Stated problem: Render all of the records below as a Markdown table with two columns, Row and Content. Each nonblank line gets its own numbered row, and blank lines are skipped.
* start Input material *
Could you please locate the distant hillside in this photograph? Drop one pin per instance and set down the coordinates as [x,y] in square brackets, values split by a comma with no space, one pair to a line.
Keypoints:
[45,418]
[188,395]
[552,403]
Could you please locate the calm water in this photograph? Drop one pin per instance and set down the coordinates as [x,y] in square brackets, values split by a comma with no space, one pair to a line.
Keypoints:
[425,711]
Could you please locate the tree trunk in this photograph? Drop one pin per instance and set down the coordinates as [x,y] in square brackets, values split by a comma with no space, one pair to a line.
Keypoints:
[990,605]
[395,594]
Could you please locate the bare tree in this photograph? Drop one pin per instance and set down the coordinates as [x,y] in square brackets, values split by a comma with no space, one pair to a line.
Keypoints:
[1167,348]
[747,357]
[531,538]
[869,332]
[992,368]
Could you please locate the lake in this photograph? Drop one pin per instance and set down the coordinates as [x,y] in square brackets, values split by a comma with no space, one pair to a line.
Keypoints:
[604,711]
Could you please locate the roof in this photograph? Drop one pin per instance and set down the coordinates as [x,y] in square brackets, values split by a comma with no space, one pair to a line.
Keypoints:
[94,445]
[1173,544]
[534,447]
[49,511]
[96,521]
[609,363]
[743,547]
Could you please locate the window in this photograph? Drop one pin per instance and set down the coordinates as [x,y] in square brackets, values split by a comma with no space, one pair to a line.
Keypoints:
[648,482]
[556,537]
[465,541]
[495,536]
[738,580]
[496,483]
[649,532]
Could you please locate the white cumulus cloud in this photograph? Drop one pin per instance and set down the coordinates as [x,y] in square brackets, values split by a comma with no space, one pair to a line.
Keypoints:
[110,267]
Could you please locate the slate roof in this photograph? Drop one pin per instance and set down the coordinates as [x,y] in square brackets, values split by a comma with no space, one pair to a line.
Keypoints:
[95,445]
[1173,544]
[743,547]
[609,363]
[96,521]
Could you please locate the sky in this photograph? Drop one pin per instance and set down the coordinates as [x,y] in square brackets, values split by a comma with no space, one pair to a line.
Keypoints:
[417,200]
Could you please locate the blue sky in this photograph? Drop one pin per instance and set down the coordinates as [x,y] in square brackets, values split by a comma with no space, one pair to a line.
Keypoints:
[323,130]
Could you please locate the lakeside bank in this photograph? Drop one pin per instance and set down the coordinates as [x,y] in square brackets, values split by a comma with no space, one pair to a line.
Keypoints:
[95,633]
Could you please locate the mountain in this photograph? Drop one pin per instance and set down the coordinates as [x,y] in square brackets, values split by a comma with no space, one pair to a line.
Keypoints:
* end Input material *
Task result:
| Row | Content |
|---|---|
| 1 | Could you please locate the distant hillside in this photograph? Drop one pin per instance and set down the coordinates as [x,y] in square brackets, values split by a comma with no space, one pair to a line. |
| 2 | Keypoints: |
| 3 | [45,418] |
| 4 | [188,395] |
| 5 | [552,403] |
| 6 | Could you please locate the calm water in this photograph? Drop one pin per instance and set down the coordinates as [x,y] in square brackets, values split by a comma with no space, one pair to a line. |
| 7 | Keypoints: |
| 8 | [425,711] |
| 9 | Could you please locate the tree trunk in this photograph? Drop one pin per instance and set down the coordinates as [x,y] in square brackets, values split by a comma with no space, one pair to a line. |
| 10 | Keypoints: |
| 11 | [990,605] |
| 12 | [395,594] |
| 13 | Could you please locate the bare tree in this photograph? Drop one pin per instance and set down the coordinates as [x,y] in square brackets, values split by a comma with no space, one pair to a line. |
| 14 | Keypoints: |
| 15 | [1167,348] |
| 16 | [747,357] |
| 17 | [531,538] |
| 18 | [869,332] |
| 19 | [992,368] |
| 20 | Could you please locate the lake in this photograph? Drop one pin per instance and set down the coordinates as [x,y] in square brackets, values split by a comma with no space, one pair to a line. |
| 21 | Keypoints: |
| 22 | [604,711] |
| 23 | Could you please locate the roof in this photograph? Drop one pin per instance and set down the coordinates as [x,y] in square brackets, values split by a comma with no space, one pair to a line. |
| 24 | Keypoints: |
| 25 | [94,445] |
| 26 | [1173,544] |
| 27 | [534,447] |
| 28 | [49,511] |
| 29 | [96,521] |
| 30 | [609,363] |
| 31 | [743,547] |
| 32 | Could you please locate the window in this photograph? Drop one pin per instance and set down the coordinates as [x,y] in square brackets, values split by a comma with no space, one pair to a line. |
| 33 | Keypoints: |
| 34 | [648,482] |
| 35 | [556,537] |
| 36 | [465,541] |
| 37 | [495,536] |
| 38 | [738,580] |
| 39 | [496,483] |
| 40 | [649,532] |
| 41 | Could you please locate the white cumulus cloud in this photograph? Drop one pin per instance and set down the coordinates as [x,y] in square brackets, values split by a comma with no space, one pair to a line. |
| 42 | Keypoints: |
| 43 | [110,267] |
| 44 | Could you please locate the slate roof in this photograph? Drop one pin per instance and set down the coordinates as [x,y] in square brackets, values split by a comma with no space, one pair to a line. |
| 45 | Keypoints: |
| 46 | [95,445] |
| 47 | [1173,544] |
| 48 | [743,547] |
| 49 | [609,363] |
| 50 | [96,521] |
| 51 | Could you please locate the sky in this photograph? Drop one pin per instance and set down the coordinates as [x,y] in square brackets, values split by a comma with no space, one pair to a line. |
| 52 | Keypoints: |
| 53 | [417,200] |
| 54 | Could you please locate the blue sky in this photograph? Drop one pin per instance and set down the coordinates as [x,y] in square brackets, values split by a comma with no space, one pair to a line. |
| 55 | Keypoints: |
| 56 | [323,130] |
| 57 | Could you please locate the lakeside bank in this photograph? Drop one pin per instance and set down the coordinates as [x,y] in square brackets, values split by a comma with no space, one pair to a line. |
| 58 | Keypoints: |
| 59 | [95,633] |
| 60 | Could you please locate the mountain in this photograph? Drop one pin per instance and set down the coordinates as [x,y] in square brackets, values split by a comma with no space, one pair to a line. |
| 61 | Keypoints: |